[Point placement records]
↓↓↓
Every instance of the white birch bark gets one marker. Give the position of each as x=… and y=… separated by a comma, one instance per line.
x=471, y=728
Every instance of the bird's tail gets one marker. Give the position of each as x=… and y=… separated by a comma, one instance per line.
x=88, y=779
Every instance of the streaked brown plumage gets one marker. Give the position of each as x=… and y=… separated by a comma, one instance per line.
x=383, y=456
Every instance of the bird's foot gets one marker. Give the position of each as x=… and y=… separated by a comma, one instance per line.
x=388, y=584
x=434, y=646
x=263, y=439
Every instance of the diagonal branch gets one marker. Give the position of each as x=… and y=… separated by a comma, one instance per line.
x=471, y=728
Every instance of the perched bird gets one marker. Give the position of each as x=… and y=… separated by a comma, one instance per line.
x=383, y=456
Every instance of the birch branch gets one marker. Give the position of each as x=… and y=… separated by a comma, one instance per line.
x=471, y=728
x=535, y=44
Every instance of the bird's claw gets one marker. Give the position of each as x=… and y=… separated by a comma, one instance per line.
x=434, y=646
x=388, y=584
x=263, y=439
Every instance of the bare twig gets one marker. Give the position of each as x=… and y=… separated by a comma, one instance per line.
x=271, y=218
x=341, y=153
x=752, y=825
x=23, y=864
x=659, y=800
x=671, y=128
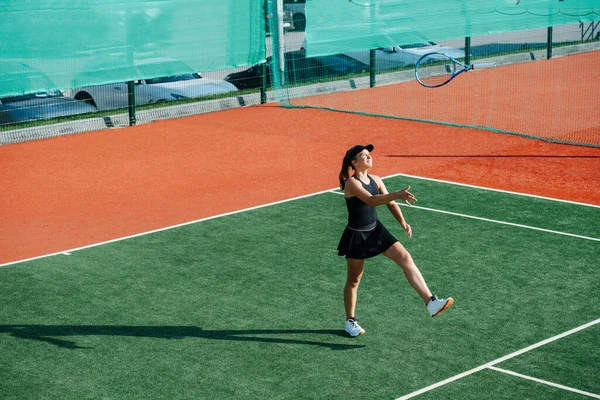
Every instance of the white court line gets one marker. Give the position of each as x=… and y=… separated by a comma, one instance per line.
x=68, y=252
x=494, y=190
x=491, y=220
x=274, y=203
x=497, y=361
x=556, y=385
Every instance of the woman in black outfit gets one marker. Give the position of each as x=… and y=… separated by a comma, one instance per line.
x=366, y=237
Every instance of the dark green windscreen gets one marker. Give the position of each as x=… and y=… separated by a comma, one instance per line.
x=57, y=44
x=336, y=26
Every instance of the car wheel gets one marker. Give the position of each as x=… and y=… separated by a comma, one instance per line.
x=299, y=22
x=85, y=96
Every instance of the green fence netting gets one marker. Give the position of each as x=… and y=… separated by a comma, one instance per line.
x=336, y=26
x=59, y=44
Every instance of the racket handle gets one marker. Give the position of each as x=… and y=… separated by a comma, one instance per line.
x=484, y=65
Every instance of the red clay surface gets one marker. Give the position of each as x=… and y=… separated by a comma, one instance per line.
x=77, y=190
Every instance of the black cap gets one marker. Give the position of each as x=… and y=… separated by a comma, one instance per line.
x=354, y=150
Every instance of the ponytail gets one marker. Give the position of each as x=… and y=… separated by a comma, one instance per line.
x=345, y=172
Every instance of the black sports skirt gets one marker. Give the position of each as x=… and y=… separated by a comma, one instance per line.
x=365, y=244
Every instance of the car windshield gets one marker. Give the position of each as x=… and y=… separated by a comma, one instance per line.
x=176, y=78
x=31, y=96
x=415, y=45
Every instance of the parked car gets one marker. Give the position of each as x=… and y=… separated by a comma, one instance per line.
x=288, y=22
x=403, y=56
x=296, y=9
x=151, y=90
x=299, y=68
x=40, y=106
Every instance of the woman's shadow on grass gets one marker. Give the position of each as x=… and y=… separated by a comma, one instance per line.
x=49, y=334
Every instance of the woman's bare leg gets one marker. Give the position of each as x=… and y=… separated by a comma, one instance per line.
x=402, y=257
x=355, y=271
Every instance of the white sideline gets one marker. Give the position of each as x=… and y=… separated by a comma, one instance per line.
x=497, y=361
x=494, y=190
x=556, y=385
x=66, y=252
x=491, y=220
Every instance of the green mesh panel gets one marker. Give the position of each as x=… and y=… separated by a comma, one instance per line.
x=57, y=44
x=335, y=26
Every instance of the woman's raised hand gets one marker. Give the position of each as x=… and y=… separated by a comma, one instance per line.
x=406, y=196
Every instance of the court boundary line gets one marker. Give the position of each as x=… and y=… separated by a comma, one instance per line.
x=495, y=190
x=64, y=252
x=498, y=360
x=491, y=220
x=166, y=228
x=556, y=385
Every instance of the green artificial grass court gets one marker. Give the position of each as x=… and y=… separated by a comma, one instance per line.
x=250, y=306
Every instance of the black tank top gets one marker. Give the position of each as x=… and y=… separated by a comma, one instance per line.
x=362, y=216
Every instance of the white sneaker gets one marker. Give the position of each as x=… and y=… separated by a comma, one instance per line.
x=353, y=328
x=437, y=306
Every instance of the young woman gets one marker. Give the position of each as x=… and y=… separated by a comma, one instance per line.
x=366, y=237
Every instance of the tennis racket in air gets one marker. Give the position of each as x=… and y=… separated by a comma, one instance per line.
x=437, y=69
↑↑↑
Output all of the material above as a two-column CSV with the headers "prompt" and "points". Give one row per item, with its wording under "prompt" and all of its coordinates under "points", each in a single quoted field with line breaks replaced by spaces, and leave the pictures out.

[EXERCISE RESULT]
prompt,points
"Every instance of the white birch bark gets one marker. Give the position of each as x=… and y=… separated by a comma, one instance per line.","x=471, y=728"
"Every instance of the bird's tail gets one marker. Give the position of each as x=… and y=… separated by a comma, one instance per line.","x=88, y=779"
"Every instance of the streaked brown plumage gets one marker. Give the position of each as x=… and y=… separated by a comma, one instance per line.","x=383, y=456"
"Every instance of the bird's foot gets one marker. Give the position of each as x=… and y=… separated by a comma, one instance per line.","x=388, y=584 x=434, y=646 x=263, y=439"
"Every instance of the diagonal branch gets one marker. Give the position of each as x=… and y=… separated by a comma, one instance per line.","x=471, y=728"
"Every instance of the perched bird gets one marker. Give the position of each as x=… and y=… separated by a comma, one instance per line.","x=383, y=456"
"Every instance of the birch branch gets one marker. Give the position of each as x=… and y=… separated by a comma, one instance per line.","x=471, y=728 x=535, y=44"
"Every instance of the bird's claw gets one marker. Give the position of each as x=… and y=… separated by a comma, one instance per line.","x=434, y=646 x=388, y=584 x=263, y=439"
"Every instance of the bare twig gets one marker. Give the position of each as x=… and y=… separated by a comma, one instance per line.","x=271, y=218 x=341, y=153 x=752, y=825 x=23, y=864 x=659, y=800 x=671, y=128"
"Every instance of the white court line gets one marker. Give the position of each as x=… and y=… separated by a comma, one instance per line.","x=68, y=252 x=494, y=190 x=491, y=220 x=274, y=203 x=497, y=361 x=556, y=385"
"Every instance of the woman in black outfit gets one marker. Give the position of each as x=… and y=… separated by a comma, one instance per line.","x=366, y=237"
"Every instance of the dark green windscreen gets one marker. Give the position of each as x=… and y=… separated by a comma, one instance per line.","x=57, y=44 x=336, y=26"
"Every instance of the car wheel gets one marker. Give the position of each as x=… and y=… separated by a comma, one instance per line.","x=299, y=22 x=85, y=96"
"Every instance of the green fence netting gets one marker. Give the position of each as x=… and y=… separated by a comma, one instance per line.","x=336, y=26 x=59, y=44"
"Every instance of the racket handle gets one marker. Give the position of each as x=… and y=… separated by a comma, one instance per line.","x=484, y=65"
"Every instance of the red clay surface gets one marker. Give the position of each as x=… and y=… separated by a comma, one instance per line.","x=77, y=190"
"Every instance of the black cap gets one marker. Give the position of each as x=… and y=… separated by a comma, one instance per line.","x=354, y=150"
"Every instance of the ponytail gets one marker. Give the position of each as x=… and y=… separated by a comma, one instance per line.","x=345, y=172"
"Every instance of the black sports skirt gets one marker. Give the position of each as x=… and y=… separated by a comma, one instance per line.","x=365, y=244"
"Every instance of the car windshield gets one marker. Give the position of each as x=… and y=… separated by a comma, one instance per line.","x=176, y=78 x=31, y=96 x=415, y=45"
"Every instance of the parked car gets one marker. Give the position of each as x=… and y=… separated by a comma, one instance per line.","x=288, y=22 x=403, y=56 x=296, y=9 x=151, y=90 x=299, y=68 x=40, y=106"
"Every instance of the woman's shadow on grass gets one marker. Give the position of each as x=… and y=… separated by a comma, one instance per line.","x=49, y=334"
"Every instance of the woman's bare leg gets one marker. Give the position of each as x=… and y=… separated by a comma, one instance per line.","x=402, y=257 x=355, y=271"
"Every instance of the white sideline gets one marker. Give the position of each as x=… and y=… separated by a comma, one instance per line.","x=497, y=361 x=494, y=190 x=556, y=385 x=66, y=252 x=491, y=220"
"Every instance of the green mesh panel gets one marker. Give the position of each as x=… and y=… separated by a comma, one instance per line.","x=57, y=44 x=335, y=26"
"Every instance of the woman's raised hand gets one marker. Give the position of each as x=… and y=… separated by a comma, one instance per line.","x=406, y=196"
"Every instance of the court boundary line gets one marker. Give the position of each as x=… and y=… separated by a comma, one instance per line.","x=495, y=190 x=64, y=252 x=498, y=360 x=491, y=220 x=166, y=228 x=556, y=385"
"Every instance of the green artificial grass court gets one marker. Give the position of each as x=… and y=… separated by a comma, one instance per line.","x=250, y=306"
"Every instance of the black tank top gets one marker. Give the position of each as x=… and y=… separated by a comma, one instance per line.","x=362, y=216"
"Every instance of the white sneaker gets one marker. Give the position of each as x=… and y=… separated by a comma, one instance per line.","x=353, y=328 x=437, y=306"
"Every instance of the young woman gets one marker. Give the position of each as x=… and y=… separated by a comma, one instance per line.","x=366, y=237"
"Every instance of the tennis racket in air gets one marker. Give the position of each as x=… and y=… separated by a comma, one instance per line.","x=437, y=69"